§ Task requirements:
Where the string "wristband" occurs in a line of the data below, that line should be copied.

§ Task inputs:
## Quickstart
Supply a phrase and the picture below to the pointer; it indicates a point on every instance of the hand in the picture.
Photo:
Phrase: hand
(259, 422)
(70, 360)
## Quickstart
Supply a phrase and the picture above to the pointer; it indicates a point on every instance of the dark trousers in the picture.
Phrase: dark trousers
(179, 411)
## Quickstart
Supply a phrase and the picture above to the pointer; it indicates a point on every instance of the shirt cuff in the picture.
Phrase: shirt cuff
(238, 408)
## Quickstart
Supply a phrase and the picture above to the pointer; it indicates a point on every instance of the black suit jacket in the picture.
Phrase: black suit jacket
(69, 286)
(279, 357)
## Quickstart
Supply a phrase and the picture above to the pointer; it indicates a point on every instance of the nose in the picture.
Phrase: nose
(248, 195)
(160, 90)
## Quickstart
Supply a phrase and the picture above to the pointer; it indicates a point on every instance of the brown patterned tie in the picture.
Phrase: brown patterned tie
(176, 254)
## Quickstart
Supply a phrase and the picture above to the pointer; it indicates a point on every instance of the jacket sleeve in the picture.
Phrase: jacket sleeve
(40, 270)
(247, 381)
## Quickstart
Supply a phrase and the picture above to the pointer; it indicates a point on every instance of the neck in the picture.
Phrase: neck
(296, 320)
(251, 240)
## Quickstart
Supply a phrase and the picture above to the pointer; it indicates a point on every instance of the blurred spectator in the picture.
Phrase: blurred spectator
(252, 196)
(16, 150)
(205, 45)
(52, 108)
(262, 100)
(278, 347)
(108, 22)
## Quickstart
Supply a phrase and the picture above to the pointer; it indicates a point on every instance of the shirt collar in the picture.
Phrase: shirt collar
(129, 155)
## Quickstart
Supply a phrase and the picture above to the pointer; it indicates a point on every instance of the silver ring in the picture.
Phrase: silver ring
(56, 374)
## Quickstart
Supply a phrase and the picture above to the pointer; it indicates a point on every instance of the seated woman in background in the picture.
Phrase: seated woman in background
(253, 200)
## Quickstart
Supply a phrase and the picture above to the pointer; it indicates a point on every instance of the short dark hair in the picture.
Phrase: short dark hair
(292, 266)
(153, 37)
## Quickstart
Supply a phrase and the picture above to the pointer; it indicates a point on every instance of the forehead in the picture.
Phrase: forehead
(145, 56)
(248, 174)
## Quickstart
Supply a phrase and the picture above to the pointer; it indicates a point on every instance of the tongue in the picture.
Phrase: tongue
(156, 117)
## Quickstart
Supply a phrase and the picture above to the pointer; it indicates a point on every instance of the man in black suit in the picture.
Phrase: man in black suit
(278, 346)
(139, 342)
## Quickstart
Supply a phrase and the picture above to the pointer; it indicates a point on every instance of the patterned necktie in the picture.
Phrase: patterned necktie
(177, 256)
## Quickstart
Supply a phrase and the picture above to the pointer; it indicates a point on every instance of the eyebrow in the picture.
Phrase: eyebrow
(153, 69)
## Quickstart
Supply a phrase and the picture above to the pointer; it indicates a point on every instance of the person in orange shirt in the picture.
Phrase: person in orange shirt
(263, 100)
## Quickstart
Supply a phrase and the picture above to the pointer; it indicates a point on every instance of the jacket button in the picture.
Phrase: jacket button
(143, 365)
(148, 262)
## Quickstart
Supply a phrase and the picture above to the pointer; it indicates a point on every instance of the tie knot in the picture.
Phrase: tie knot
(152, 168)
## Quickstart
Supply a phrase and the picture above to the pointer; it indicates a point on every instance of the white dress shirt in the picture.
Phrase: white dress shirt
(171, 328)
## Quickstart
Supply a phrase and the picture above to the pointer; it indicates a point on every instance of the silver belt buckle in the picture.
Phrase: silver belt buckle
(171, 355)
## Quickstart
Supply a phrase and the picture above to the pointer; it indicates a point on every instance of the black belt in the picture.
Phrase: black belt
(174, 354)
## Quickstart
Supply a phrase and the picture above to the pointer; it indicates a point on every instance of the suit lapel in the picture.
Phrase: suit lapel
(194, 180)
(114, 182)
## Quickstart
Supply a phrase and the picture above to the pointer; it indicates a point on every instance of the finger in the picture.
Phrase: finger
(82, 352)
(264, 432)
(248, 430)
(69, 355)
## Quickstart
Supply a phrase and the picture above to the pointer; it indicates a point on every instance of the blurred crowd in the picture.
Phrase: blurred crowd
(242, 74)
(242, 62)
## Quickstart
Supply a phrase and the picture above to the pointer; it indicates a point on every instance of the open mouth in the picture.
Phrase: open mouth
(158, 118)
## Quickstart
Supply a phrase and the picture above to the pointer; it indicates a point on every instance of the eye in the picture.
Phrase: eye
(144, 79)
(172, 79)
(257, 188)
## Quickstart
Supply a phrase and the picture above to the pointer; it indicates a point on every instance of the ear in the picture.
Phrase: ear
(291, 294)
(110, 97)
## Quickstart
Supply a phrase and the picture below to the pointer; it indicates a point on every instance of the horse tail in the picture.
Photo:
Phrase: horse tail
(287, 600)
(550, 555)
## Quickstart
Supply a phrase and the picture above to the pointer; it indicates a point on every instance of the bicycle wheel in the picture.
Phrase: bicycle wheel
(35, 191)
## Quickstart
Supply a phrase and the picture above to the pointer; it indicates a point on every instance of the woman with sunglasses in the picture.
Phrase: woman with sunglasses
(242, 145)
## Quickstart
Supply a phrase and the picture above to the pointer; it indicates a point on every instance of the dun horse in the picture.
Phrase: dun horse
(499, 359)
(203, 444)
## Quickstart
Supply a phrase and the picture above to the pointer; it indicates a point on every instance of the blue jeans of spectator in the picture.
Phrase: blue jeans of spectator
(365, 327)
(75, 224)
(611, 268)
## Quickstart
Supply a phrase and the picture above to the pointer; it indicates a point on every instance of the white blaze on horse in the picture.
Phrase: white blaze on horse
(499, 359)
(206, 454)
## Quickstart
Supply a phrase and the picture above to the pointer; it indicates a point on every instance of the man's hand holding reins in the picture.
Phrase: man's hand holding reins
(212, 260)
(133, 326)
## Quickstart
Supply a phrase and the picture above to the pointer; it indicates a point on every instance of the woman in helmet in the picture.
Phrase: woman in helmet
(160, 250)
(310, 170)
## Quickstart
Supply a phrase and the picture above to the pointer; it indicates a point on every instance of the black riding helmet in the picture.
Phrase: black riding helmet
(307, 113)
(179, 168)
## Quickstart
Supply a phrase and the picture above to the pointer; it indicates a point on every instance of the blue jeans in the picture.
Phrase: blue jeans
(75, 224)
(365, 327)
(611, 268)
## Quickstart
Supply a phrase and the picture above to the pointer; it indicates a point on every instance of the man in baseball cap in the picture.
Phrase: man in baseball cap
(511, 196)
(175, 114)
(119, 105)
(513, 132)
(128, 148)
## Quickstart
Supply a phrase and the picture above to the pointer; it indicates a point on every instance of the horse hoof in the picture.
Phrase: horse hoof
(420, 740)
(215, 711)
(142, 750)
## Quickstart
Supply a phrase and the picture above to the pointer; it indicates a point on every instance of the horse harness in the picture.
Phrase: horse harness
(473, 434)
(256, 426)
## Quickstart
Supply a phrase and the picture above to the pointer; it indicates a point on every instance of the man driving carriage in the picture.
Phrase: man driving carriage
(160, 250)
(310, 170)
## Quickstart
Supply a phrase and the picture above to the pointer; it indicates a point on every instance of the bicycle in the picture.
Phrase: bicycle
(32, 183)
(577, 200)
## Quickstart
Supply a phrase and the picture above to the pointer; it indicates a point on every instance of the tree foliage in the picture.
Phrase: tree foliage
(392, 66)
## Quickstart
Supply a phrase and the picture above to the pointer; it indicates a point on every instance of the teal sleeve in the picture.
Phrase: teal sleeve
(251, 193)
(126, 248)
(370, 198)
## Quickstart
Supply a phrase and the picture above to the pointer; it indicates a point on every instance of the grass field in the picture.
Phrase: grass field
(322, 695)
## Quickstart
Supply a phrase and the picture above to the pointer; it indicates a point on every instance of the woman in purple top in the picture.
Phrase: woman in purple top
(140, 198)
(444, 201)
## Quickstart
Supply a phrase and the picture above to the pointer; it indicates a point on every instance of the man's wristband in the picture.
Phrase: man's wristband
* * *
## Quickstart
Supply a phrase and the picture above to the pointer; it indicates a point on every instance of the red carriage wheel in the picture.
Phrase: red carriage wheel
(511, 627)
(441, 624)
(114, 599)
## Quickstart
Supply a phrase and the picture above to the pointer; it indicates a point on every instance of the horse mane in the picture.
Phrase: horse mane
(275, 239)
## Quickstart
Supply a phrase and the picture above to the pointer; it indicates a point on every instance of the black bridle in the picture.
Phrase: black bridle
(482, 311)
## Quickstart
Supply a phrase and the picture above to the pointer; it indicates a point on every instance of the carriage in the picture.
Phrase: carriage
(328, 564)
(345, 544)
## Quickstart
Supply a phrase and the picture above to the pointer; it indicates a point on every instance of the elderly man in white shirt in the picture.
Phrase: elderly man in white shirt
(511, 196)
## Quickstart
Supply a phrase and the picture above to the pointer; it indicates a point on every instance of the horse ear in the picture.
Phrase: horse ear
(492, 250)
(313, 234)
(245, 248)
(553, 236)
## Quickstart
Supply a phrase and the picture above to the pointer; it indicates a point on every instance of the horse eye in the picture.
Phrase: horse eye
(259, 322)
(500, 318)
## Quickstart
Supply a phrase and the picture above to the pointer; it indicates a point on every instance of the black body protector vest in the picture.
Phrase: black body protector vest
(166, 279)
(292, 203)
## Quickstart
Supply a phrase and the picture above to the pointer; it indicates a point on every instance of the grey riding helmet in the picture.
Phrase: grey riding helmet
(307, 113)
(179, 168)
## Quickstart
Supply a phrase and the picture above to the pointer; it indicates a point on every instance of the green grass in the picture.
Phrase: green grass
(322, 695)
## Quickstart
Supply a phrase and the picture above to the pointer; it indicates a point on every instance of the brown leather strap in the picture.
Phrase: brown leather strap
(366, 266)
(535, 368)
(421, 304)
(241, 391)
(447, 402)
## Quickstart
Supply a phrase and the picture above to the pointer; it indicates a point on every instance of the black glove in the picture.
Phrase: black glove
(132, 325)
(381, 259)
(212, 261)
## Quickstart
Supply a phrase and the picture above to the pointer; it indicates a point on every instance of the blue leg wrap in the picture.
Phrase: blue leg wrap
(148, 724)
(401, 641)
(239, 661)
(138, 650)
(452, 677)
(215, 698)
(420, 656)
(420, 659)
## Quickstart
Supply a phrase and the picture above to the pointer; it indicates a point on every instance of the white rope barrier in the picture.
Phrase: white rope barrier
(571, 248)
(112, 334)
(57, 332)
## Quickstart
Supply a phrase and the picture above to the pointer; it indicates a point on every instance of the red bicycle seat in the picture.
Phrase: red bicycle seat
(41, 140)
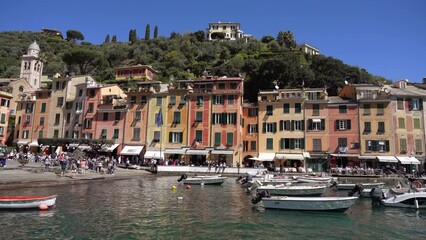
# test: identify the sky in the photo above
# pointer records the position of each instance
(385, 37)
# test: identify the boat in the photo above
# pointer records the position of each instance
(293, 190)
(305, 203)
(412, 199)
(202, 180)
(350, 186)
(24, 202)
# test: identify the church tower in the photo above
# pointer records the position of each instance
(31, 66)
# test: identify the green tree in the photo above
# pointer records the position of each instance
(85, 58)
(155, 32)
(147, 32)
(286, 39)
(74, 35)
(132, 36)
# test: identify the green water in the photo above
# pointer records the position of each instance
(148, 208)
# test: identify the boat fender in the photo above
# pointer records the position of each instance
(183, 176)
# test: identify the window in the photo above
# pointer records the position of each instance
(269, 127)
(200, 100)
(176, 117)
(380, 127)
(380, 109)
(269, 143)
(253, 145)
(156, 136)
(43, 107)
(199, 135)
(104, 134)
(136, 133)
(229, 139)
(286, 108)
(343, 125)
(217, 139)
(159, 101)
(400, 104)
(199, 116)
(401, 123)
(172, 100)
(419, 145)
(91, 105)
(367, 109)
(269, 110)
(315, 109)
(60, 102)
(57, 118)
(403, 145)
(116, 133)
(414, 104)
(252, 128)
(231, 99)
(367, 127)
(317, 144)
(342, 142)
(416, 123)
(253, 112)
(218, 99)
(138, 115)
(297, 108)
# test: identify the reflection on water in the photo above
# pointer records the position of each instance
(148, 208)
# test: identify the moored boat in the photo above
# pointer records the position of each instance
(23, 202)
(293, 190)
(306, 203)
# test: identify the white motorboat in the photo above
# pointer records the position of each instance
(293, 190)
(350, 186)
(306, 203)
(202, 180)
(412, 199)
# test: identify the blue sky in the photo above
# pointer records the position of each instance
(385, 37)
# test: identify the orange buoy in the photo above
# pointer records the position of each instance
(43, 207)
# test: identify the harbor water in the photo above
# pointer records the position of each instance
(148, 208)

§ Reply to the exercise:
Supply a phrase and the picture above to the pointer; it indicates a point on every instance of the man's wristband in the picture.
Phrase: man's wristband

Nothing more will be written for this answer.